## Written task 1:
Pick out each line of the listing below that contains the string "lampshade" and copy those lines.

##### Document extract #####

July, 2010


29
Jul 10

Austen/Heyer

My friend Lisa sent me a link to this blog post on Georgette Heyer. The author, initialy finding it hard to get stuck in to Austen discovered Heyer. My personal experience was almost the polar opposite to this. The novel on our english syllabus for the year I was sitting the junior certificate (roughly equates to the O-Level or GSCE) happened to be Pride and Prejudice and I was hooked. My worn edition was/is the same Penguin Classics that Amanda Price reads over and over. The exam was in the summer of 1995 before the BBC’s enduring adaption which in retrospect was probably just as well. Otherwise discussions would have revolved around a wet shirted Colin Firth and not the novel. One of my friends was hooked on Heyer and always had one of the iconic covered novels with her and she’d alternate between Heyer and Austen. I tried and failed to read Sprig Muslin at the time, my mother being a huge fan, but I just couldn’t get very far.

To be fair I had the same trouble with the Chronicles of Narnia books. We had two that I’d inexplicably hide under chair cushions rather than read. Then a family friend visited with a copy of Prince Caspian and I couldn’t get enough of them. And have been known to stay up all night reading all 7 one after the other.

However, back to Heyer. My block about reading them didn’t however stop me from buying up as many of them as I could at the annual Trinity secondhand book sale. These old editions are still at my parents. But they didn’t come with me to England when I moved 8 years ago.  Then, one day at the train station at Cambridge I’d realised I’d run out of Terry Pratchett to read, they didn’t have any more at WHSmiths that we didn’t have but they did have some Heyer. This set in motion a weekly Heyer purchase that lasted for about 5 weeks, or until I’d a copy of the novels they stocked. I was at this point hooked. I think I started with Cousin Kate, a rather gothic tale. The Toll Gate was another early read. I then started buying them in bulk from Amazon, about 5 at a time! At the same time I was under going fertility treatment and I was reading The Infamous army up to and on the day when I had the successful IUI that resulted in Amelia. I’m ashamed to say that I haven’t opened it since the 18th of July 2007. I may hold off until we have a second.

I haven’t yet read all of the Heyer Cannon but I’d say that i’ve read about 80-90% depending on whether you count the “contemporary” mysteries.

As for Jane Austen… I’ve read Emma and Sense and Sensibility but not Nothhanger Abbey nor Mansfield Park, I’m not even sure that I’ve copies of any of them here. Something that should be remedied.

##### Dataset #####

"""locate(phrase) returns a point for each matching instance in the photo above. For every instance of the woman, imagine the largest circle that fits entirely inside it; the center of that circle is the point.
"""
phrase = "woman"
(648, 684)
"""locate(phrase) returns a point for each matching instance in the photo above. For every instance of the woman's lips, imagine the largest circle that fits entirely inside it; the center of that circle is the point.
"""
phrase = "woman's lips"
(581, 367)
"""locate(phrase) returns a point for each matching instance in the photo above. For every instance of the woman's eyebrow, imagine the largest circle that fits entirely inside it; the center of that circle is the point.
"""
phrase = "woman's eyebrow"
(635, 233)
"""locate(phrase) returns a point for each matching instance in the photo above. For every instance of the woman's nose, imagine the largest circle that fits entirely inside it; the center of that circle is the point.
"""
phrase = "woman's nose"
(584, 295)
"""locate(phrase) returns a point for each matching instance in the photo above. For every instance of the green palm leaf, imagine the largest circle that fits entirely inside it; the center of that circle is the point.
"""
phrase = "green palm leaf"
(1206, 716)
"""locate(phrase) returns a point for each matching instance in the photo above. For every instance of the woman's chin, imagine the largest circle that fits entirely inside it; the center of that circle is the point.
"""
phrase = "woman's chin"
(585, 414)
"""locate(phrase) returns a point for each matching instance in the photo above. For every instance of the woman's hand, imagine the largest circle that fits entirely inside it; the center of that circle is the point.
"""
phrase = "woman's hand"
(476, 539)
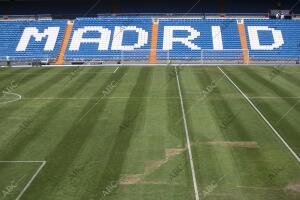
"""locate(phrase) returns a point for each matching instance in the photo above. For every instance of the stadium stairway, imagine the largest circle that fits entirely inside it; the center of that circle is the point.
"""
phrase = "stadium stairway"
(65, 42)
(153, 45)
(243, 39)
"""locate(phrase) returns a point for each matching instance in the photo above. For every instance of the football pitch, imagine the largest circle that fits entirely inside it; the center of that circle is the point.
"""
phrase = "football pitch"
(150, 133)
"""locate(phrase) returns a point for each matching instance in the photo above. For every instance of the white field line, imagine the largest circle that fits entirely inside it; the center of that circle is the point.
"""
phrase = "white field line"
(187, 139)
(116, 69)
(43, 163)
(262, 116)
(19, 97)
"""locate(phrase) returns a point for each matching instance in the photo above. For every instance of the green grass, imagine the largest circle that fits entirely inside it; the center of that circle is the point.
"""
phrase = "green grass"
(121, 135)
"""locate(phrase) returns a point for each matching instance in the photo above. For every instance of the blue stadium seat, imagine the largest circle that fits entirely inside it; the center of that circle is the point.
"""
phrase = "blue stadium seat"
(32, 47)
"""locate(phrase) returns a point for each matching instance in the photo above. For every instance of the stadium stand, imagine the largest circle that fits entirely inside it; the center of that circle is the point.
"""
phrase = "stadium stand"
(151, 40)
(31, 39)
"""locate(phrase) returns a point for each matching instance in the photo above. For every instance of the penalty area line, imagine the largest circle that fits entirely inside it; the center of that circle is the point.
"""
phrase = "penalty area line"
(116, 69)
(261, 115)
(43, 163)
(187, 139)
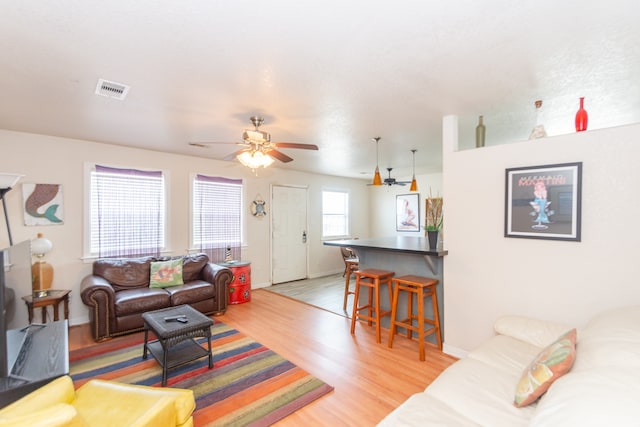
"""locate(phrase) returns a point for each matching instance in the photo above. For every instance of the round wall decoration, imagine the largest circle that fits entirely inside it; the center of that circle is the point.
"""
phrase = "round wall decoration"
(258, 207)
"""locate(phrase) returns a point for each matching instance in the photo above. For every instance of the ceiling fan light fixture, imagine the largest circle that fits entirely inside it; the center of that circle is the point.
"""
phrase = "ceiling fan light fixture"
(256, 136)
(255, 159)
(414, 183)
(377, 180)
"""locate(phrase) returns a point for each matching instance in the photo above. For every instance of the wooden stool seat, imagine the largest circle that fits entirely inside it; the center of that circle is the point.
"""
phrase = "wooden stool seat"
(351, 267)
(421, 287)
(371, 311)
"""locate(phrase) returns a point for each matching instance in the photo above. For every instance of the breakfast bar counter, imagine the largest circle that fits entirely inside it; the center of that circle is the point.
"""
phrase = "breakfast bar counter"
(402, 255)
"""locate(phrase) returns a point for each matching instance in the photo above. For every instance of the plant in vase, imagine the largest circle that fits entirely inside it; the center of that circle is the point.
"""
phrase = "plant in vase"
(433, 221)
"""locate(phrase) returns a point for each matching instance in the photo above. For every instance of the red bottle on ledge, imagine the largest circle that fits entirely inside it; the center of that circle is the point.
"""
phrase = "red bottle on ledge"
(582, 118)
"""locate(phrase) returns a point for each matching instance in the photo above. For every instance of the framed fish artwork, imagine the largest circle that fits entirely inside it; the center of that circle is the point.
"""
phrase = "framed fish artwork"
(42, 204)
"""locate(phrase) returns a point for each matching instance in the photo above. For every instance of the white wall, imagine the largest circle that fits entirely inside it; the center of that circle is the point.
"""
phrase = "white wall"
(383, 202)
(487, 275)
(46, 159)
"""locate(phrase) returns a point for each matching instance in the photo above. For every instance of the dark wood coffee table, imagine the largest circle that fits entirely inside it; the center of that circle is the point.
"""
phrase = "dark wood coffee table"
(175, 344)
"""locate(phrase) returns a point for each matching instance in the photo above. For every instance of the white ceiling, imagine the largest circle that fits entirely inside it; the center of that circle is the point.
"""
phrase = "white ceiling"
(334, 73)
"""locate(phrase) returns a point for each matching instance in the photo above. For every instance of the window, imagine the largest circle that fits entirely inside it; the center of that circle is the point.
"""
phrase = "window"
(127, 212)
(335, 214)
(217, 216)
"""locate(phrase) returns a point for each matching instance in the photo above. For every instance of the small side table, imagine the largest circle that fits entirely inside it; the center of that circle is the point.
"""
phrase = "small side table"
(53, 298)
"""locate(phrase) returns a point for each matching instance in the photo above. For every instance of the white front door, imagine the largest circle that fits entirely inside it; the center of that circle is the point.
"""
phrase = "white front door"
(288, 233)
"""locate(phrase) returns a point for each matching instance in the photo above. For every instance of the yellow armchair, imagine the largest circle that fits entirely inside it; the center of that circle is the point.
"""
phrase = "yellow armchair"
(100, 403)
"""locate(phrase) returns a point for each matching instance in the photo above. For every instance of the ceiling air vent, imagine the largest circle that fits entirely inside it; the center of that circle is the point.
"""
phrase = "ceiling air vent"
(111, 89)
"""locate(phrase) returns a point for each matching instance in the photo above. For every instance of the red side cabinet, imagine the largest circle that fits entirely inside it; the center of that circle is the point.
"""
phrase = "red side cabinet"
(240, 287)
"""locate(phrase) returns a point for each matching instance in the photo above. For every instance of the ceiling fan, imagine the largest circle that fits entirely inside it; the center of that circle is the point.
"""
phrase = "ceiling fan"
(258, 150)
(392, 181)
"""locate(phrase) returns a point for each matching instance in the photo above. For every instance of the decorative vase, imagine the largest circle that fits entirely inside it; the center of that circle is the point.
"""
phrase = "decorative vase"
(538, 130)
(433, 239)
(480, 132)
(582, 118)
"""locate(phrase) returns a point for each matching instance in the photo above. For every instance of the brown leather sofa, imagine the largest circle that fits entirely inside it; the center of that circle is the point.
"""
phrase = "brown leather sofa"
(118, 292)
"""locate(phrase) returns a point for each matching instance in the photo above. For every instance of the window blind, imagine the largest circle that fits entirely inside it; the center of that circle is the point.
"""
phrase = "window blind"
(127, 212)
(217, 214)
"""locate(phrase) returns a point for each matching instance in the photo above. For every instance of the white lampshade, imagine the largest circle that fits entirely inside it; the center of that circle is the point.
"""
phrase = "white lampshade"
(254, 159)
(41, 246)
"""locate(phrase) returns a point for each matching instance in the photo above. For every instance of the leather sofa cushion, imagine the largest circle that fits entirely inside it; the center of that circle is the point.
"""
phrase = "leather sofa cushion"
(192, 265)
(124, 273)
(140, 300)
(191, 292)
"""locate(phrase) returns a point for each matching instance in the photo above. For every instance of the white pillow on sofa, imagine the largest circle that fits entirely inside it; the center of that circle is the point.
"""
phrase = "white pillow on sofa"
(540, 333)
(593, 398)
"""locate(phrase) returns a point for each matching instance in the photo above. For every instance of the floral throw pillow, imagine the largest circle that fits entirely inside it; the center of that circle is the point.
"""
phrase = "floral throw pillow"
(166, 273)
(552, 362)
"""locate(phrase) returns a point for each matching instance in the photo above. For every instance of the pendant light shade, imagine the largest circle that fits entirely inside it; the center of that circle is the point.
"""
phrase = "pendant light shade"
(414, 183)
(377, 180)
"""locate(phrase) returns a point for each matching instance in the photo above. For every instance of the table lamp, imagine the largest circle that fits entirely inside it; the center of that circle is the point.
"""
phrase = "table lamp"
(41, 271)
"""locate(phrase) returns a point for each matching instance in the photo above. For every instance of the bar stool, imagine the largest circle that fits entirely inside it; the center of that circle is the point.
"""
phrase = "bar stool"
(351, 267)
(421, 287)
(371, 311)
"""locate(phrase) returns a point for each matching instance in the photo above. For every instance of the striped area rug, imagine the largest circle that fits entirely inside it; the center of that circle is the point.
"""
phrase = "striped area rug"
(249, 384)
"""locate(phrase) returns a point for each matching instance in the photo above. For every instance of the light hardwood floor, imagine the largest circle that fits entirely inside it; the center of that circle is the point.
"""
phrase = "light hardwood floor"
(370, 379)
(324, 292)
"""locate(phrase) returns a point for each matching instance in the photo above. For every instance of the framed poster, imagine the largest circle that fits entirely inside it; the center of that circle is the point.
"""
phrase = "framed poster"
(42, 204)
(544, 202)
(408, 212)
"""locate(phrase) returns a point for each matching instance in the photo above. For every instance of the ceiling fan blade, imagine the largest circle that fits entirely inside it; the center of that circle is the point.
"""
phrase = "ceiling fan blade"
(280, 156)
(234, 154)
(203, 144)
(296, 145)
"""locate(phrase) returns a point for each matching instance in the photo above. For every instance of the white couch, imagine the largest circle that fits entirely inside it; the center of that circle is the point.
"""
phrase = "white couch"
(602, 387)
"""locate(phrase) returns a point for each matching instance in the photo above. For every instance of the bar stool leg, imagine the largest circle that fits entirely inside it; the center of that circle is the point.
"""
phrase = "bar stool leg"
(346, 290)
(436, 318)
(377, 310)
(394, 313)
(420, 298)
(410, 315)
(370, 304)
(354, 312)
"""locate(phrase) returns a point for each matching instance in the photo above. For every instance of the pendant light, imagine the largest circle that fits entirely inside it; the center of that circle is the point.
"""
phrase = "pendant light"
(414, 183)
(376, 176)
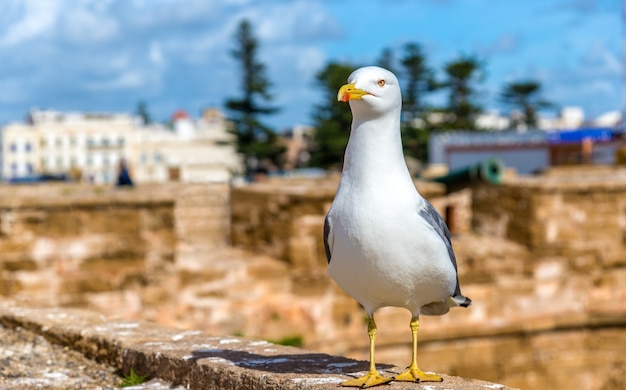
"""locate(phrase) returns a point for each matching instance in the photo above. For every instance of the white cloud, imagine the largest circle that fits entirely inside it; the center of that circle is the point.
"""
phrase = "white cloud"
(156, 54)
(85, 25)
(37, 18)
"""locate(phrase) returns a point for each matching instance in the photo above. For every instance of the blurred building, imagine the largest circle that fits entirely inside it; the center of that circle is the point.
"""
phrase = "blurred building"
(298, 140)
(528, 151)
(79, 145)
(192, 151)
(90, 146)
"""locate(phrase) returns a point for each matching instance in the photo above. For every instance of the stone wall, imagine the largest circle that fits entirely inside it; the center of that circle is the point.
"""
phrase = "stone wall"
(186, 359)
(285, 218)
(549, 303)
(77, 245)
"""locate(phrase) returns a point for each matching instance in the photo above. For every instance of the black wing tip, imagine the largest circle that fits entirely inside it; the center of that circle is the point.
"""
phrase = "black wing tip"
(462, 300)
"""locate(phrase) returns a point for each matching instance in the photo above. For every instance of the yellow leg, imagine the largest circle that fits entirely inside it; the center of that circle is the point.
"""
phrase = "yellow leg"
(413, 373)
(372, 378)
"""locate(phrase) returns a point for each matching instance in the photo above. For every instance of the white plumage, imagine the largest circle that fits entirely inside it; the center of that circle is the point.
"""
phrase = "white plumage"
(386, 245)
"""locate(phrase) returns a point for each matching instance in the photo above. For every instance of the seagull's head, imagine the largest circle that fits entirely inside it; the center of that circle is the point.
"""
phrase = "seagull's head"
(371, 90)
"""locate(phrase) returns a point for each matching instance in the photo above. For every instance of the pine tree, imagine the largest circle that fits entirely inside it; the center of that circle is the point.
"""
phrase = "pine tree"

#####

## Written task 2:
In the Austen/Heyer post, which Heyer novel did the writer try and fail to read during the junior certificate year?

## Exercise result 1:
"""locate(phrase) returns a point for each matching instance in the photo above. For every instance of the white lampshade, imagine the largest circle that fits entirely inside it; the center of that circle is the point.
phrase = "white lampshade"

## Exercise result 2:
Sprig Muslin